-- PROVIDED ENTRIES start --
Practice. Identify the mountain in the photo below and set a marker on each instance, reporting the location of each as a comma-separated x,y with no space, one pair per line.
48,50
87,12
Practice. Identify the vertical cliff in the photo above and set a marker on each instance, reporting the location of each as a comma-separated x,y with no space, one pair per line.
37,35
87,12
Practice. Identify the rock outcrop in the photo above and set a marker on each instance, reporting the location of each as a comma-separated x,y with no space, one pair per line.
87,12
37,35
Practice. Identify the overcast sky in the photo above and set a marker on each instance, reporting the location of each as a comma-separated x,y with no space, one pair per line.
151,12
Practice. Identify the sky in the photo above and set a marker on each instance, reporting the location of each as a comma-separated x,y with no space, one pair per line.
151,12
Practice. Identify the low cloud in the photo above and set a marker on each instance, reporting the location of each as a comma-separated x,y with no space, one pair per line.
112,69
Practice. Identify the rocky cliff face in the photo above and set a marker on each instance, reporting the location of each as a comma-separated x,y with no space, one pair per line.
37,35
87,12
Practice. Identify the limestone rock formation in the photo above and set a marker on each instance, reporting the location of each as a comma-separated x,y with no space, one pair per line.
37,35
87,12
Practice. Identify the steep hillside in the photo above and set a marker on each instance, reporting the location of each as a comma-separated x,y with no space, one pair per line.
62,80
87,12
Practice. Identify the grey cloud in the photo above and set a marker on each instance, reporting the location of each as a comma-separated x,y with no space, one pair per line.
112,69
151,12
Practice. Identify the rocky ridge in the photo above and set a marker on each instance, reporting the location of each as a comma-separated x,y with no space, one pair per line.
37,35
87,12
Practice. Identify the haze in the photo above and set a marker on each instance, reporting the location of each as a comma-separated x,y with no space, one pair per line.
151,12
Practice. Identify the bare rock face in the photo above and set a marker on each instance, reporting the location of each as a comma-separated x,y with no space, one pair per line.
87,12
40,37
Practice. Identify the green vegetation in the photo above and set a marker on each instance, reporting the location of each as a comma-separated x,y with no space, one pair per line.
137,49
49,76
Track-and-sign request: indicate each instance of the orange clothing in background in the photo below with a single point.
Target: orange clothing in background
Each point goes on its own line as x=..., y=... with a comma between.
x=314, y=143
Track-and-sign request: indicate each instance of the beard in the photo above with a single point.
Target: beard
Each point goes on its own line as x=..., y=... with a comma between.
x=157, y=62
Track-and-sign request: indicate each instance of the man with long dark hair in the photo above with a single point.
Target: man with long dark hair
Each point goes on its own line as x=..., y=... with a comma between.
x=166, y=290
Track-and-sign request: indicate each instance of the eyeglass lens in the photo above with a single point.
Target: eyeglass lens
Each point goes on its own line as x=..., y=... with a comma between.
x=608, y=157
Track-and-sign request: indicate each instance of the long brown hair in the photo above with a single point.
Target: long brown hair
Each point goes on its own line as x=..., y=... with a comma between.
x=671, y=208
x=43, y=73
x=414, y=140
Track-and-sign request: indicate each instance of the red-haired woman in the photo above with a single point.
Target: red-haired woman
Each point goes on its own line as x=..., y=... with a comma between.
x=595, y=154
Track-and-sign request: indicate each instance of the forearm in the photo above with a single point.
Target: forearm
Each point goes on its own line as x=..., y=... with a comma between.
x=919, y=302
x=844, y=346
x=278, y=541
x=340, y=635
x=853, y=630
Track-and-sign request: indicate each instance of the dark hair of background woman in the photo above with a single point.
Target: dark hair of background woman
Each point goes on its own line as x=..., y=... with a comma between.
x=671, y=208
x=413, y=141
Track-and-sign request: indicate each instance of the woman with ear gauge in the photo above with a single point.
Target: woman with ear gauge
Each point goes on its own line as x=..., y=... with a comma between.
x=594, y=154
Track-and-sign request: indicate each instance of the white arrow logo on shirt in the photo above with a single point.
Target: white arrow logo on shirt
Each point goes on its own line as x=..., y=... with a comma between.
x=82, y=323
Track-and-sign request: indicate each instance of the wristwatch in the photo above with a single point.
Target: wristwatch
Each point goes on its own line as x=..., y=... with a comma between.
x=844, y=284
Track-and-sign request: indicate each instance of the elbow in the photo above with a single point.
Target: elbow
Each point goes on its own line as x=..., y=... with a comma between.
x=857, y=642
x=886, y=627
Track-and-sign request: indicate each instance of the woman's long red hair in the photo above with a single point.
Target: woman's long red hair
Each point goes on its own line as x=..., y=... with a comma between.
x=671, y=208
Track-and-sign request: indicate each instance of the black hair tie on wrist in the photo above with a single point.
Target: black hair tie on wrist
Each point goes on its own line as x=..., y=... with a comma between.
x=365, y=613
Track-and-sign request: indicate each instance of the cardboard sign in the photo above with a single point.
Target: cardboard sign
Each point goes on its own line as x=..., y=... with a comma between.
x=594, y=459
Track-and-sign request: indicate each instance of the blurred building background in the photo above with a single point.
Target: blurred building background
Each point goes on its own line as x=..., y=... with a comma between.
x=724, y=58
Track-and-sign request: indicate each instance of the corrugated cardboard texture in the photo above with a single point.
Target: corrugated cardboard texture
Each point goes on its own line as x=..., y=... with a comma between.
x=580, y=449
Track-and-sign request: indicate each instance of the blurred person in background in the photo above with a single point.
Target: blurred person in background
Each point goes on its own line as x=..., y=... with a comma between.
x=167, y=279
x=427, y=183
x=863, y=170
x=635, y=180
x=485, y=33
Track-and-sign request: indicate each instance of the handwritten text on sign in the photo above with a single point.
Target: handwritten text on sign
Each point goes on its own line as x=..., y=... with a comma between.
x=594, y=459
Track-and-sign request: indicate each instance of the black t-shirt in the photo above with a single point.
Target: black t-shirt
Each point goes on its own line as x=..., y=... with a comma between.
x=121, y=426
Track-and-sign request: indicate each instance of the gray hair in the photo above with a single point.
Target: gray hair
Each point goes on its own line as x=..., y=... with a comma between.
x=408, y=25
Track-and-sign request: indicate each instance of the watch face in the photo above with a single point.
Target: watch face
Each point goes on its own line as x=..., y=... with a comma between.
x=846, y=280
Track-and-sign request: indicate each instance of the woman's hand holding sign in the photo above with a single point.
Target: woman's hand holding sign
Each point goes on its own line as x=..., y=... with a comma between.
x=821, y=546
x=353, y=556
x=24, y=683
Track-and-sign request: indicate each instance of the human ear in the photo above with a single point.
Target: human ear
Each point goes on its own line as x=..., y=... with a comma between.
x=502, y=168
-- PROVIDED ENTRIES end --
:: STATED PROBLEM ::
Copy the data from the line with "the blurred person" to the line with "x=846, y=280", both included, keeping every line as it is except the answers. Multiply each coordinate in the answers by 2.45 and round it to a whole number, with halves rounded up.

:: ANSWER FOR THE TASK ::
Track-and-sign request: indicate each instance of the blurred person in background in the photo above with a single point.
Target: blurred person in background
Each point goes on its own line as x=..., y=... with a comma between.
x=409, y=684
x=1046, y=448
x=2114, y=417
x=1556, y=441
x=1188, y=81
Track-and-sign request: indicate each instance of the handwritten text on sign in the photo above with a single point.
Target: handwritten text on sign
Each point goes on its own line as x=..., y=... with a comma between.
x=1455, y=1125
Track-and-sign request: indicate each instance of the black t-shirt in the photo above with a single point.
Target: black t-shirt
Each point goes on its own line as x=..., y=... with a comma between.
x=296, y=1044
Track-and-sign request: indicate each instance of the gray hair in the photo above with a single point.
Target: gray hair
Each point goes on its own line as x=..., y=... with a comma between.
x=1000, y=61
Track-and-sign request: indicate each instance of the watch face in the photo above with a single point.
Target: watch face
Each point goes on its own line as x=..., y=... with a comma between.
x=2073, y=686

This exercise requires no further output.